▶ Supplied information

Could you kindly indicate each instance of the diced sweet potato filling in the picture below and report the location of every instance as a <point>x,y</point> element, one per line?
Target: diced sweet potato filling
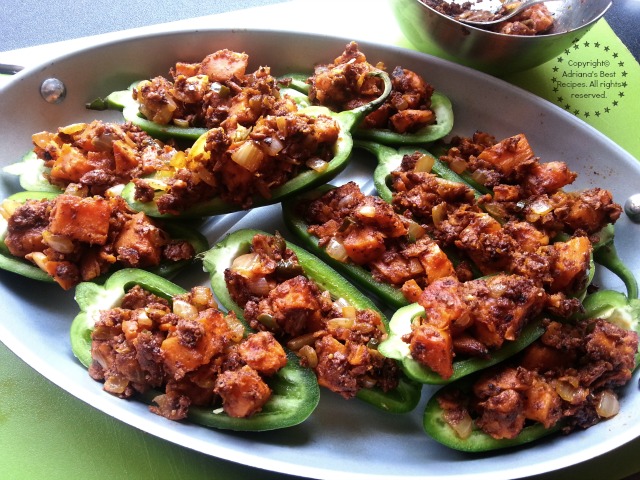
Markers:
<point>530,237</point>
<point>188,348</point>
<point>336,340</point>
<point>347,83</point>
<point>569,375</point>
<point>98,155</point>
<point>75,239</point>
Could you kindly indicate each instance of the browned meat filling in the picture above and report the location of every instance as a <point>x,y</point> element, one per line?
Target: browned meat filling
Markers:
<point>365,230</point>
<point>527,189</point>
<point>238,167</point>
<point>570,374</point>
<point>76,239</point>
<point>99,155</point>
<point>534,20</point>
<point>189,349</point>
<point>346,84</point>
<point>471,318</point>
<point>215,92</point>
<point>336,340</point>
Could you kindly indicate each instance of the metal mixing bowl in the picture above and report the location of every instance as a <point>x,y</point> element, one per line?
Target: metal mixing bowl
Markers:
<point>496,53</point>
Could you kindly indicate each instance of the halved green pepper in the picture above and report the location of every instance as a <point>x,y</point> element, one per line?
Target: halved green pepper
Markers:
<point>27,269</point>
<point>305,180</point>
<point>31,172</point>
<point>400,325</point>
<point>220,257</point>
<point>440,105</point>
<point>390,158</point>
<point>606,254</point>
<point>389,294</point>
<point>123,100</point>
<point>609,305</point>
<point>295,392</point>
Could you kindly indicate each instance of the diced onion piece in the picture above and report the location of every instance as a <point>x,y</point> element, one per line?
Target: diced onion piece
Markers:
<point>349,311</point>
<point>461,423</point>
<point>73,128</point>
<point>480,176</point>
<point>236,328</point>
<point>415,230</point>
<point>181,122</point>
<point>179,160</point>
<point>608,405</point>
<point>8,208</point>
<point>202,297</point>
<point>40,259</point>
<point>367,382</point>
<point>297,343</point>
<point>439,213</point>
<point>185,310</point>
<point>341,303</point>
<point>308,354</point>
<point>458,165</point>
<point>340,322</point>
<point>246,264</point>
<point>541,206</point>
<point>424,163</point>
<point>41,139</point>
<point>60,243</point>
<point>272,146</point>
<point>268,321</point>
<point>368,211</point>
<point>115,384</point>
<point>259,286</point>
<point>317,164</point>
<point>335,249</point>
<point>248,155</point>
<point>570,391</point>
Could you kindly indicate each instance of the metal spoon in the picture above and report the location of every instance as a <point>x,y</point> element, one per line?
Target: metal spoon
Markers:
<point>513,7</point>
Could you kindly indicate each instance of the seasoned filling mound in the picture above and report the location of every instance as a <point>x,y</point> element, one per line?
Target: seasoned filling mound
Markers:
<point>215,92</point>
<point>337,340</point>
<point>78,238</point>
<point>347,83</point>
<point>569,375</point>
<point>237,167</point>
<point>531,236</point>
<point>99,155</point>
<point>187,348</point>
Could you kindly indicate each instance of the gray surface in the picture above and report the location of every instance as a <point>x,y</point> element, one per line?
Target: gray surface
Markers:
<point>24,23</point>
<point>341,440</point>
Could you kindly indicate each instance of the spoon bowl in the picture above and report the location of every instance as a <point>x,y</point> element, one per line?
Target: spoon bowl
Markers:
<point>510,9</point>
<point>499,54</point>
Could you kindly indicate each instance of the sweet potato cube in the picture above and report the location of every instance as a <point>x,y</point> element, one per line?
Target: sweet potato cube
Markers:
<point>82,219</point>
<point>508,154</point>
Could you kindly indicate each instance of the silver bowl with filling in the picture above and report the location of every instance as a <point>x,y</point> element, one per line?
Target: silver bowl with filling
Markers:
<point>440,34</point>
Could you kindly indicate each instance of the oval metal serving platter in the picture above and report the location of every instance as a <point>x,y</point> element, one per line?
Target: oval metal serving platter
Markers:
<point>342,439</point>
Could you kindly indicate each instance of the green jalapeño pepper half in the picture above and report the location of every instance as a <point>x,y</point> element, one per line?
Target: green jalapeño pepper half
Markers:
<point>389,159</point>
<point>220,257</point>
<point>31,172</point>
<point>307,179</point>
<point>294,221</point>
<point>606,254</point>
<point>395,347</point>
<point>28,269</point>
<point>123,100</point>
<point>440,105</point>
<point>608,305</point>
<point>295,393</point>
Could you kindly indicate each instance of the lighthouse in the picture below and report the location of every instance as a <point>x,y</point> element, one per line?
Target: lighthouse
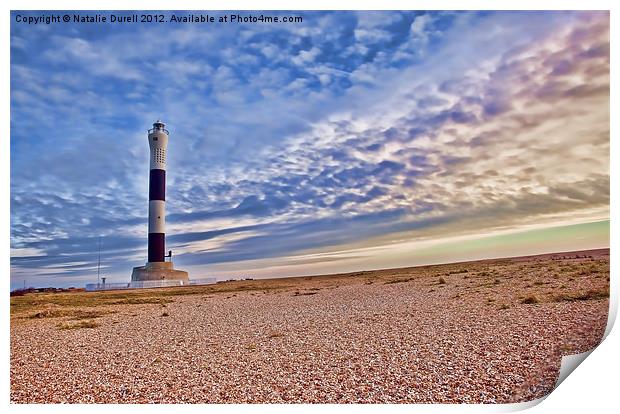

▶ To do
Rewrite every one of the records above, swapping "kindly" for "please" wherever it appears and keeping everything else the same. Omit the pictures.

▶ Task solution
Could you please indicate each instance of the diced sweet potato filling in the picture below and report the location of every instance as a <point>x,y</point> element, one per line?
Target: diced sweet potato filling
Markers:
<point>530,237</point>
<point>188,348</point>
<point>336,340</point>
<point>347,83</point>
<point>569,375</point>
<point>98,155</point>
<point>75,239</point>
Could you please indicate each instance of the browned meat filling in the picture above and report the location of every instance as a <point>x,y</point> element, one per line?
Target: browned meat filling
Markers:
<point>365,230</point>
<point>527,189</point>
<point>238,167</point>
<point>570,374</point>
<point>76,239</point>
<point>99,155</point>
<point>534,20</point>
<point>189,349</point>
<point>346,84</point>
<point>471,318</point>
<point>215,92</point>
<point>336,340</point>
Could you please indicate each instance of the metal mixing bowl in the picture above and report the location of every instance as a <point>x,y</point> element, one per line?
Target: metal mixing bowl
Markers:
<point>496,53</point>
Could you please indicate each instance of the halved green pepper in the picture above and report the location of every instance as a <point>x,y</point> element, one per line?
Target: halved green pepper
Markers:
<point>27,269</point>
<point>305,180</point>
<point>31,172</point>
<point>400,325</point>
<point>220,257</point>
<point>440,105</point>
<point>390,158</point>
<point>606,254</point>
<point>389,294</point>
<point>123,100</point>
<point>609,305</point>
<point>295,392</point>
Could you please indicate each instance of the diced onion piece in the picture above and report the location of every instance as a <point>x,y</point> element, one per line?
Target: diced onion piece
Markers:
<point>349,311</point>
<point>461,423</point>
<point>73,128</point>
<point>480,176</point>
<point>236,328</point>
<point>415,230</point>
<point>181,122</point>
<point>179,160</point>
<point>608,405</point>
<point>8,208</point>
<point>202,297</point>
<point>40,259</point>
<point>367,382</point>
<point>297,343</point>
<point>439,213</point>
<point>185,310</point>
<point>341,303</point>
<point>308,354</point>
<point>458,165</point>
<point>340,322</point>
<point>246,264</point>
<point>541,206</point>
<point>424,163</point>
<point>41,139</point>
<point>60,243</point>
<point>272,146</point>
<point>268,321</point>
<point>368,211</point>
<point>115,384</point>
<point>259,286</point>
<point>317,164</point>
<point>335,249</point>
<point>248,155</point>
<point>570,391</point>
Could you please indicate each instance of the metal spoon in the picture above and report the location of every instance as a <point>x,y</point> element, one per line?
Target: metal spoon
Markers:
<point>513,7</point>
Could you please indicate each instance of the seasoned filling mound in the picture above and report the location of every instance as a <point>x,y</point> element, one per line?
Target: seasoned filling mound
Markers:
<point>215,92</point>
<point>337,340</point>
<point>78,238</point>
<point>347,83</point>
<point>569,375</point>
<point>237,167</point>
<point>531,236</point>
<point>99,155</point>
<point>187,348</point>
Could you please indicate each instance of the gray surface in the picture above and report the location of every instance as a <point>x,y</point> element, one per line?
Target: gray surface
Markers:
<point>24,23</point>
<point>341,440</point>
Could you please indicate each instance of the spoon bowl in the picture above and report the location of every instance as a <point>x,y</point> element, one per line?
Target: spoon bowl
Markers:
<point>510,9</point>
<point>499,54</point>
Could you please indicate each instance of the sweet potato cube in the picture above and report the location of every instance as a <point>x,y</point> element, one per line?
Target: sweet potato cube
Markers:
<point>82,219</point>
<point>508,154</point>
Could you please indicate each instance of the silver bowl with filling in the picture above and report the location of every instance as a <point>x,y</point> element, one per line?
Target: silver bowl with filling
Markers:
<point>440,34</point>
Could you please indicate each instance of the oval metal serving platter in the picture above and report the location of every instance as a <point>x,y</point> element, one per line?
Target: oval metal serving platter
Markers:
<point>342,439</point>
Could you please indicate each instance of the green jalapeño pepper half in the picture above and report the location of every instance as a <point>x,y</point> element, one per line?
Target: green jalapeño pepper half
Markers:
<point>389,159</point>
<point>220,257</point>
<point>31,172</point>
<point>307,179</point>
<point>294,221</point>
<point>606,254</point>
<point>395,347</point>
<point>28,269</point>
<point>123,100</point>
<point>440,105</point>
<point>608,305</point>
<point>295,393</point>
Could you please indicate each instance of the lighthouse in the picture below and report the location of every instance as a <point>x,y</point> element, one per line?
Target: lighthouse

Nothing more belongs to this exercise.